> READING TEXT

<<<<

From: Luis Pater <webmaster@idotorg.org>
Date: Thu, 10 Jul 2025 05:16:54 +0800
Subject: [PATCH] Add system instruction support and enhance internal API
 handlers

- Introduced `SystemInstruction` field in `PrepareRequest` and `GenerateContentRequest` for better message parsing.
- Updated `SendMessage` and `SendMessageStream` to handle system instructions in client API calls.
- Enhanced error handling and manual flushing logic in response flows.
- Added new internal API endpoints `/v1internal:generateContent` and `/v1internal:streamGenerateContent`.
- Improved proxy handling and transport logic in HTTP client initialization.
---
 internal/api/handlers.go           | 327 +++++++++++++++++++++++++++--
 internal/api/server.go             |   2 +
 internal/api/translator/request.go |  11 +-
 internal/client/client.go          | 130 +++++++++++-
 internal/client/models.go          |   7 +-
 5 files changed, 442 insertions(+), 35 deletions(-)

diff --git a/internal/api/handlers.go b/internal/api/handlers.go
index edf8ddc7..93404459 100644
--- a/internal/api/handlers.go
+++ b/internal/api/handlers.go
@@ -1,6 +1,7 @@
 package api
 
 import (
+	"bytes"
 	"context"
 	"fmt"
 	"github.com/luispater/CLIProxyAPI/internal/api/translator"
@@ -8,7 +9,12 @@ import (
 	"github.com/luispater/CLIProxyAPI/internal/config"
 	log "github.com/sirupsen/logrus"
 	"github.com/tidwall/gjson"

>>>>

> TASKS TO PERFORM
1. Which two internal API endpoints does the patch add?
2. Reproduce the part of the patch that starts at the words "- Improved proxy" and ends after "insertions(+), 35 deletions(-)".
You won't need the listing that comes after the patch.

> PROVIDED MATERIAL

<<<<

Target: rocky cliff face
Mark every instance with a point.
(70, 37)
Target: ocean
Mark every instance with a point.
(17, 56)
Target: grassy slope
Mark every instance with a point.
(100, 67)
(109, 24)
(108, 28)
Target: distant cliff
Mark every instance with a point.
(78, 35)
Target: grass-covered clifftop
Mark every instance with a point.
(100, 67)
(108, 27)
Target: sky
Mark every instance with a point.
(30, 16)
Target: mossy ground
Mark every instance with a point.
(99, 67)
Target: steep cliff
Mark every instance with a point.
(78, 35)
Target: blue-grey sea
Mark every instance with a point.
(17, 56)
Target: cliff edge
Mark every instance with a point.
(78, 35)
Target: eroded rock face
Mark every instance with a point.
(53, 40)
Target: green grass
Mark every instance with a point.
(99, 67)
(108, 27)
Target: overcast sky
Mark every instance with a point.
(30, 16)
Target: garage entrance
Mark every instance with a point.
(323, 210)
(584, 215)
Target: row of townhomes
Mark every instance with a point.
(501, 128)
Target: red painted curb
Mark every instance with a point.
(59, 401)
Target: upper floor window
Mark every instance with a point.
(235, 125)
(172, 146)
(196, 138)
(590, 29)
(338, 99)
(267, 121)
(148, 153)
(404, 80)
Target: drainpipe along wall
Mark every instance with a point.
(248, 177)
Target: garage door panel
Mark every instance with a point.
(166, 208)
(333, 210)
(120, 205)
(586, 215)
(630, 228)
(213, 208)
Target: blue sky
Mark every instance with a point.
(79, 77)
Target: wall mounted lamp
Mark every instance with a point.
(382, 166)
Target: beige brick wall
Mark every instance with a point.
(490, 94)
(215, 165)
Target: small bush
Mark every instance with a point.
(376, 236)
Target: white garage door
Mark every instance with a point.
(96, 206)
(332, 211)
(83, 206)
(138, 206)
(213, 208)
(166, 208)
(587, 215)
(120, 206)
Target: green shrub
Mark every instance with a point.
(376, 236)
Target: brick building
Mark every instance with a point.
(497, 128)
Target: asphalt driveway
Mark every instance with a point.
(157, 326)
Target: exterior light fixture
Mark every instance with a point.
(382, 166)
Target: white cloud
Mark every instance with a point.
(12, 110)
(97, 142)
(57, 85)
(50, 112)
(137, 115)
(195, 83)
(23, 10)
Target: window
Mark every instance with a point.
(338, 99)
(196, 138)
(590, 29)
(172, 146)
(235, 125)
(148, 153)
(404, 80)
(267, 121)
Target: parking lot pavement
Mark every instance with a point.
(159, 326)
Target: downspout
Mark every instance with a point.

>>>>

> REPLIES
1. `/v1internal:generateContent` and `/v1internal:streamGenerateContent`

2.
- Improved proxy handling and transport logic in HTTP client initialization.
---
 internal/api/handlers.go           | 327 +++++++++++++++++++++++++++--
 internal/api/server.go             |   2 +
 internal/api/translator/request.go |  11 +-
 internal/client/client.go          | 130 +++++++++++-
 internal/client/models.go          |   7 +-
 5 files changed, 442 insertions(+), 35 deletions(-)